INSTRUÇÕES:
[1] Com base no texto sobre revisão judicial, explique em até três sentenças por que o sistema de legitimidade política dos legisladores é considerado superior ao do Judiciário.
[2] Segundo o texto sobre revisão judicial, perante quem os legisladores são regularmente responsabilizados?

PÁGINA:
************
Na prática, enfatizar a defesa da revisão judicial por não ser possível sustentar as proposições apresentadas não significa dizer que ela passa a ser defensável. Mesmo que os argumentos fossem no sentido de que tanto o Judiciário quanto o Legislativo possuem legitimidade democrática para decidir as controvérsias em relação a direitos, poder-se-ia asseverar que, por mais que o sistema de legitimidade política não seja perfeito: [...] ele é evidentemente superior por questões de democracia e de valores democráticos em comparação à base indireta e limitada de legitimidade democrática do judiciário. Os legisladores são regularmente responsabilizados perante seus eleitores e se comportam como se suas credenciais eleitorais fossem importante em relação ao ethos geral de sua participação na tomada de decisão política. Nada disso é verdade para os juízes (WALDRON, 2010, p. 140).
************
TRECHO DOS DADOS:
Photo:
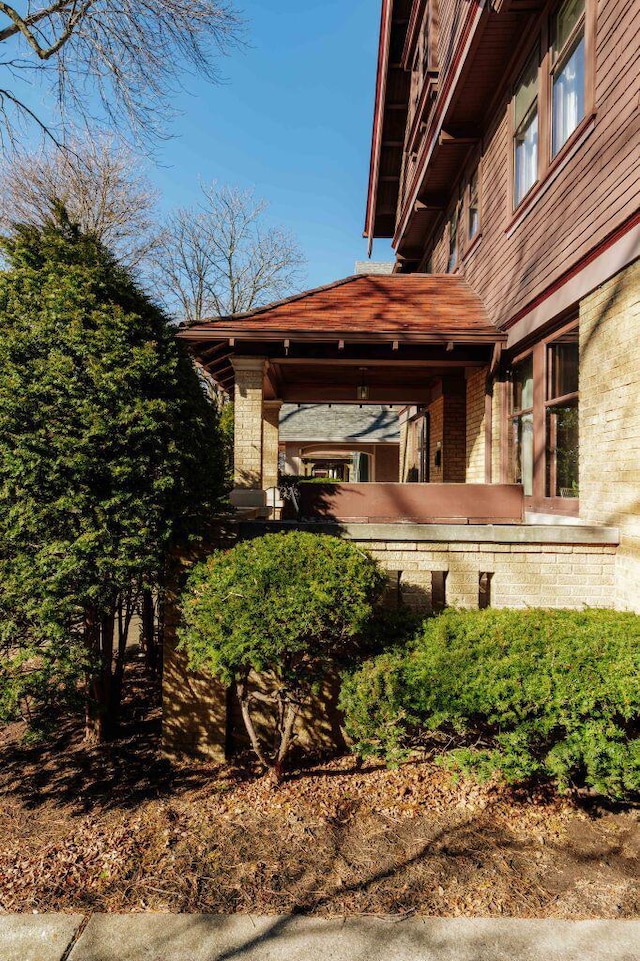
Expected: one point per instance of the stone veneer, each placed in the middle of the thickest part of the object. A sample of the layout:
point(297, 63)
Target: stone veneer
************
RESPOSTAS A SEGUIR:
[1] O sistema é considerado superior porque os legisladores são regularmente responsabilizados perante seus eleitores. Eles também se comportam como se suas credenciais eleitorais fossem importantes para sua participação na tomada de decisão política. Nada disso é verdade para os juízes, cuja base de legitimidade democrática é indireta e limitada.

[2] Perante seus eleitores.